**Text extract**.
○ ○ ○ ○ ○

Figure 6 shows the entire structure of the model. The road image in the lower-left corner of the figure is downsampled through P2, P3, and P4, and the CNN kernel window covers a larger observation area, thereby obtaining more high-level semantic information. From L0 to L2, upsampling is used, and we can see from Figure 2 that there are also horizontal connections between P2 and L2 and between P3 and L1. These horizontal connections will blend the high-level semantic information captured via downsampling with the low-level detail information captured by upsampling, ensuring that the model extracts more information. In addition, the head actually contains the ROIgather module, which uses a cross-layer refinement mechanism to refine the output of the previous module, ensuring that the model further extracts more information. Our contribution involved adding a nonlocal module (see the yellow dashed box in the figure), where the nonlocal module is a neural network component that can capture long-range dependencies in data. After all these feature extraction processes, the feature map is trained under the guidance of the loss function.
Figure 6. The entire structure diagram of the model.
The main idea of CLRNet is to first detect lanes with high-level semantic features, then perform refinement based on low-level features. In this way, it can exploit more contextual information to detect lanes while leveraging the local detailed lane features to improve localization accuracy.
Similar to CLRNet, the network architecture of NLNet consists of two main components: a feature pyramid network (FPN) and a cross-layer refinement module (CLRM). The FPN is used to extract multi-scale features from the input RGB image, and the CLRM is used to refine the lane detection results at each feature stage. The CLRM takes the current stage’s regression results as input and outputs refined regression results that are fed into the next stage. The CLRM also uses cross-layer connections to fuse features from different stages and enhance the feature representation. The FPN is composed of three stages: P2, P3, and P4. Each stage has a different spatial resolution and semantic level. The FPN adopts DLA34 as the backbone network and uses lateral connections to combine low-level and high-level features. The output of each stage is a feature map with 256 channels.
The overall workflow of NLNet is as follows: First, the input image is fed into the FPN to generate three feature maps: P2, P3, and P4. Then, each feature map is processed by the CLRM in a top-down manner, going from P4 to P2, which we named L0, L1, and L2. The CLRM is applied to each feature map separately and consists of two sub-modules: the cross-layer connection (CLC) and refinement head (RH). The CLC is a convolutional layer that takes the previous stage’s refined result as the input and outputs a feature map with the same resolution as the current stage. The RH is a convolutional layer that takes the current stage’s feature map and the CLC’s output as the input and outputs a refined result for the current stage. The fusion module is a convolutional layer that takes all the refined results as the input and outputs a fused result with the same resolution as P2. The output module is a convolutional layer that takes the fused result as the input and outputs a binary segmentation map for lane detection. The contribution of NCLNet is to enhance the long-range dependence of L2 with a nonlocal idea so that more global information can be obtained. The section in the red dotted box in Figure 6 shows the enhancement of the long-range dependencies on L2 using nonlocal.
Actually, the nonlocal model can be applied not only to L2 but also to L0 and L1; therefore, we can use nonlocal modules for L0, L1, and L2 at the same time, or only use nonlocal modules for one or two of L0, L1, and L2. Analyzing the workflow of NLNet, it is obvious that from L0 to L2, the size gradually increases. As the size of the feature map gradually decreases, the size of the lane line will also decrease at the same time, and too small of a lane line size will have a very poor effect on long-range dependence operations. Therefore, considering the tradeoff between the amount of calculation and the effect, nonlocal operation is only performed on L2.

○ ○ ○ ○ ○

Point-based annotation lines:
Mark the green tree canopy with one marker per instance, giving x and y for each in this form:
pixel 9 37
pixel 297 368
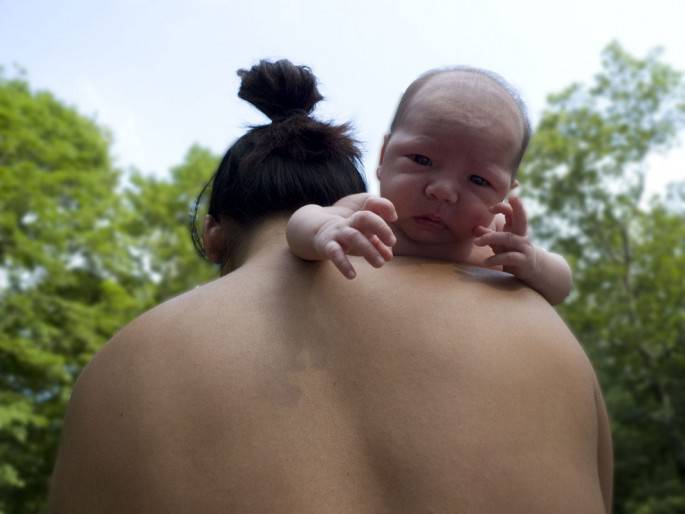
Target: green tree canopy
pixel 585 175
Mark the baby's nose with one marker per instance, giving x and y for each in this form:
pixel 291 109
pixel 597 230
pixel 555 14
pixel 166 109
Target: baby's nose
pixel 442 191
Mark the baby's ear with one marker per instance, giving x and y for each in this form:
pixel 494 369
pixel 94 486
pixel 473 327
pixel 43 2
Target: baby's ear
pixel 382 155
pixel 213 240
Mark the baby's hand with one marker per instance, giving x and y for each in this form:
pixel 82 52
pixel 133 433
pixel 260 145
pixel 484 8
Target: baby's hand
pixel 365 233
pixel 513 250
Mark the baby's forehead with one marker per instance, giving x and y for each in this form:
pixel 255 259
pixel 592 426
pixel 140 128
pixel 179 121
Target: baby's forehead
pixel 462 98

○ ○ ○ ○ ○

**Task statement**.
Reproduce the lane detection text from "Similar to CLRNet, the" up to and including "with 256 channels.", swapping "DLA34" for "ResNet34".

**Answer to the problem**.
Similar to CLRNet, the network architecture of NLNet consists of two main components: a feature pyramid network (FPN) and a cross-layer refinement module (CLRM). The FPN is used to extract multi-scale features from the input RGB image, and the CLRM is used to refine the lane detection results at each feature stage. The CLRM takes the current stage’s regression results as input and outputs refined regression results that are fed into the next stage. The CLRM also uses cross-layer connections to fuse features from different stages and enhance the feature representation. The FPN is composed of three stages: P2, P3, and P4. Each stage has a different spatial resolution and semantic level. The FPN adopts ResNet34 as the backbone network and uses lateral connections to combine low-level and high-level features. The output of each stage is a feature map with 256 channels.